*Passage given:*
The Herald publishes an obituary of Very Rev Bill McDonald who passed away 9 December.
"Very Rev Dr. J G William McDonald who has died at the age of 91 was one of the most outstanding Church of Scotland ministers of his generation."(print p23) View the online story here. (paywall)
The Linlithgow Gazette covers the Moderator's visit to South Quensferry Boys Brigade, where he accepted a cheque supporting the work of the World Mission Council. (print p34)
"The Moderator of the General Assembly of the Church of Scotland, the Right Reverend Dr Angus Morrison, visited Queensferry Parish Church and members of the 31st Edinburgh (South Queensferry) Boys' Brigade company to accept a cheque for £10,000 for the BB World Mission Fund."
The Queensferry Gazette covers the same story in its front page story, Boys' Brigade put best foot forward.' (print p1)
The Press and Journal reports that North-east Sensory Services is calling for a volunteer to join Rev Mary Whitaker in representing people with visual and/or hearing impairments in Moray.

*Provided information:*
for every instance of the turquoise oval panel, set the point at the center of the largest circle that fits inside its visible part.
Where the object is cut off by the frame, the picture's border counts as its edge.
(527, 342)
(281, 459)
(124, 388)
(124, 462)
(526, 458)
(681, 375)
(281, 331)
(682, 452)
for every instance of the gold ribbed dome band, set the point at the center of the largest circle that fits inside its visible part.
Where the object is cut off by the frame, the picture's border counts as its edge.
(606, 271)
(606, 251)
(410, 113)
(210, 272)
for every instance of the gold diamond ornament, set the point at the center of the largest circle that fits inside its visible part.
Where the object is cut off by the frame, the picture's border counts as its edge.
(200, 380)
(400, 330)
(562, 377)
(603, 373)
...
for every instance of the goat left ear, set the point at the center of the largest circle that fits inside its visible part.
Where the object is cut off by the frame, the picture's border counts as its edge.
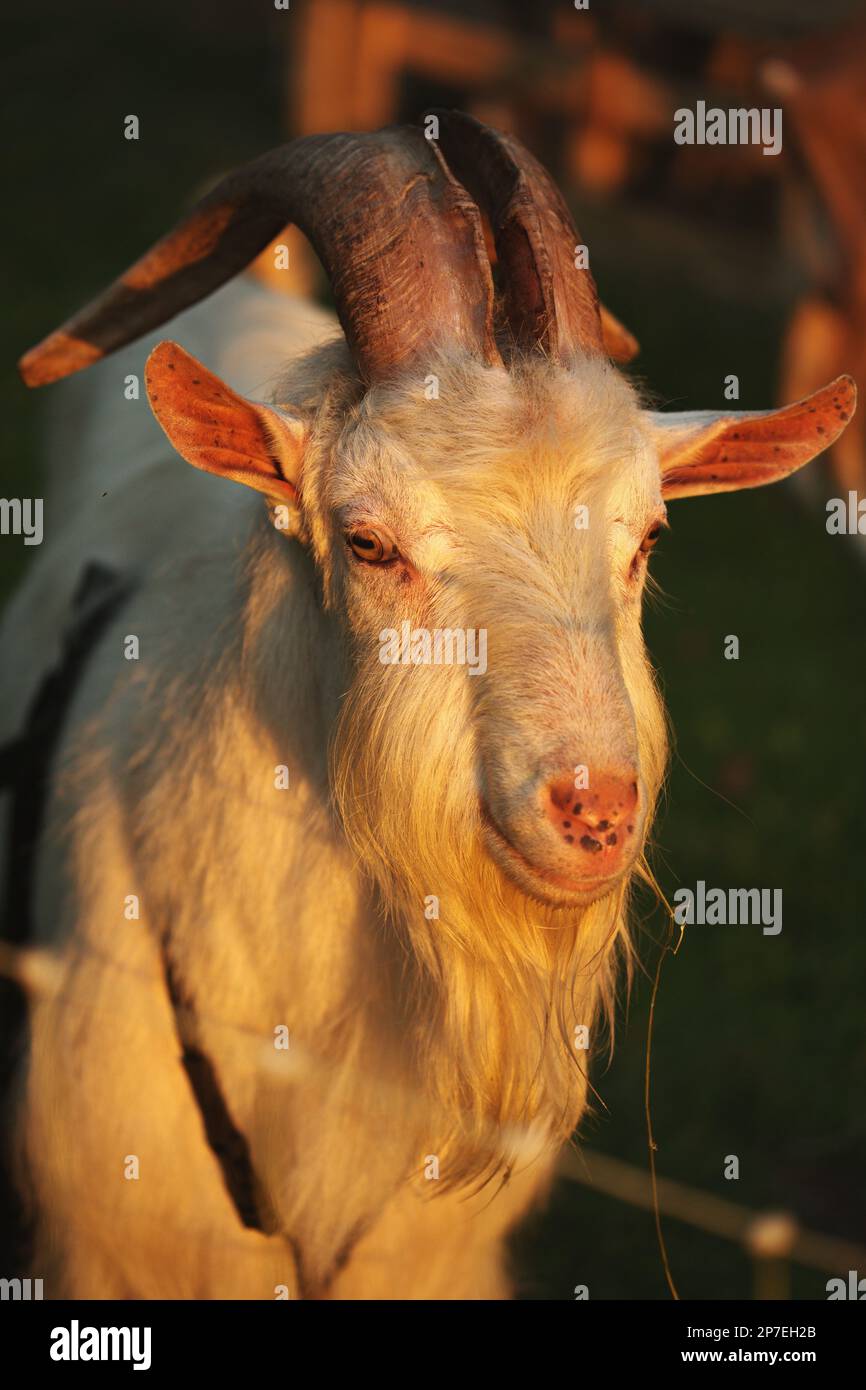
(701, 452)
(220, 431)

*Task requirements:*
**A.** In the church press roundup, what amount was on the cheque the Moderator accepted for the BB World Mission Fund?
**B.** Please pick up the church press roundup after its last sentence and keep writing it.
The items have no connection to the church press roundup.

*Expected responses:*
**A.** £10,000.

**B.**
"A north-east charity that offers support to blind and deaf people is appealing for a Moray representative to help lead the region's chapter.
"North-east Sensory Services (Ness) is based in Aberdeen but has a resource centre in Elgin, and with one of its two Moray members soon to depart it has launched moves to source a local replacement.
"The group says that finding someone from the area to represent its visually and hearing impaired residents is essential to maintaining a 'good balance'." Read The Press and Journal's story here.
The Daily Record covers the story of a Catholic priest and a Church of Scotland minister in Irvine who teamed up with local children to tell the true story of Christmas through a Men in Black parody video. Read the Record's story here.
Coming up: We're excited that BBC Breakfast News is due to feature the work the Church is doing through Tomorrow's Calling to promote the call to parish ministry with an item due to be broadcast on December 29th. The filming is to take place this Thursday and will include interviews with trainee minister Louise Purden and her father Rev John McPake, Rev Michael Mair, and three ministers in training from Edinburgh University's New College. Rob Flett will share a few photos from the filming on Twitter.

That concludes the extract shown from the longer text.